● **TASK DIRECTIONS**: Reproduce the part of the items that opens with the line containing "for the tall" and runs through the end of the items, both ends included, requests and all. Shift every coordinate in its answers by adding 148, and leave the rest of that part unchanged.

● ● ● ● ●

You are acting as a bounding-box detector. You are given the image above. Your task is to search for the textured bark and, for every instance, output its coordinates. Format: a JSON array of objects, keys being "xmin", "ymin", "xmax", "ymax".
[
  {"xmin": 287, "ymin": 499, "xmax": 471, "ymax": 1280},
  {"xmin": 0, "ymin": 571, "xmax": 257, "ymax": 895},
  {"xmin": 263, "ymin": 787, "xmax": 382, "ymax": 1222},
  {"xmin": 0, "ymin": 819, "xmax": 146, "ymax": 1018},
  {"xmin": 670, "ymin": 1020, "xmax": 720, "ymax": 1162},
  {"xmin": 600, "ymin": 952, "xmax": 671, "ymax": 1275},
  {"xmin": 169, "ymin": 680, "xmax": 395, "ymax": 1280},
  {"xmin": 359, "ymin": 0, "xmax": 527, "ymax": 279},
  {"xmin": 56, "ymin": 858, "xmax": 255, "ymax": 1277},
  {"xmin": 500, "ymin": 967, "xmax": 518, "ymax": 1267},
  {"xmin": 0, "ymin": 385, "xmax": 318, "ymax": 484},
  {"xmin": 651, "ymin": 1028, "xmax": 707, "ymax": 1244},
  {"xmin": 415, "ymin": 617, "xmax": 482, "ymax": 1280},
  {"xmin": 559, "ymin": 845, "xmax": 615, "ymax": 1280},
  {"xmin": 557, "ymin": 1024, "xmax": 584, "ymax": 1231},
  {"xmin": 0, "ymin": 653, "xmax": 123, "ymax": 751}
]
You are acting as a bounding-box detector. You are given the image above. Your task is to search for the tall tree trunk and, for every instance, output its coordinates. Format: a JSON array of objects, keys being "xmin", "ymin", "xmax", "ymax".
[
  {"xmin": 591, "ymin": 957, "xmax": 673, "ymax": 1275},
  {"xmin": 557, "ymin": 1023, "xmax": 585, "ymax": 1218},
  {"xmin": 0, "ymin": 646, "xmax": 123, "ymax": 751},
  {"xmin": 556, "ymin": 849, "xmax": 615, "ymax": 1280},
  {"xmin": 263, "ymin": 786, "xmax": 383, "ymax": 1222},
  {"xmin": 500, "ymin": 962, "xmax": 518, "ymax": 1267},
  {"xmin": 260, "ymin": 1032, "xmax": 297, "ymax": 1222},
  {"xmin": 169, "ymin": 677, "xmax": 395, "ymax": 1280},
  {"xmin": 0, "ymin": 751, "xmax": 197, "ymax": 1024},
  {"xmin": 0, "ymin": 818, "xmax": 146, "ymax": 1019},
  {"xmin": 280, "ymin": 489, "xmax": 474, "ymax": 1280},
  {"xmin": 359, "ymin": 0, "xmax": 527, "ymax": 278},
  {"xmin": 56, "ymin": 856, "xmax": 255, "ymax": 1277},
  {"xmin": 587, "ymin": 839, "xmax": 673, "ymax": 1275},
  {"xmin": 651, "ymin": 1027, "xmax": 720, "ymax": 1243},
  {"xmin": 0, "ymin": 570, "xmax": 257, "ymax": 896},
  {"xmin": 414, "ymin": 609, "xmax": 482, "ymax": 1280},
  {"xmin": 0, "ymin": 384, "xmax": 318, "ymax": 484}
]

● ● ● ● ●

● **ANSWER IN FULL**:
You are acting as a bounding-box detector. You are given the image above. Your task is to search for the tall tree trunk and, for every instance, output its coordinates. Format: a JSON array of objects, keys being "xmin", "ymin", "xmax", "ymax".
[
  {"xmin": 739, "ymin": 1105, "xmax": 821, "ymax": 1423},
  {"xmin": 705, "ymin": 1171, "xmax": 733, "ymax": 1366},
  {"xmin": 148, "ymin": 794, "xmax": 271, "ymax": 899},
  {"xmin": 704, "ymin": 997, "xmax": 763, "ymax": 1428},
  {"xmin": 411, "ymin": 934, "xmax": 531, "ymax": 1370},
  {"xmin": 648, "ymin": 1110, "xmax": 666, "ymax": 1415},
  {"xmin": 408, "ymin": 1180, "xmax": 445, "ymax": 1370},
  {"xmin": 317, "ymin": 825, "xmax": 543, "ymax": 1428},
  {"xmin": 148, "ymin": 899, "xmax": 345, "ymax": 1172},
  {"xmin": 148, "ymin": 966, "xmax": 294, "ymax": 1167},
  {"xmin": 428, "ymin": 637, "xmax": 622, "ymax": 1428},
  {"xmin": 507, "ymin": 148, "xmax": 675, "ymax": 426},
  {"xmin": 204, "ymin": 1004, "xmax": 403, "ymax": 1425},
  {"xmin": 735, "ymin": 987, "xmax": 821, "ymax": 1423},
  {"xmin": 799, "ymin": 1175, "xmax": 868, "ymax": 1391},
  {"xmin": 148, "ymin": 718, "xmax": 405, "ymax": 1044},
  {"xmin": 562, "ymin": 757, "xmax": 630, "ymax": 1428},
  {"xmin": 148, "ymin": 532, "xmax": 466, "ymax": 632}
]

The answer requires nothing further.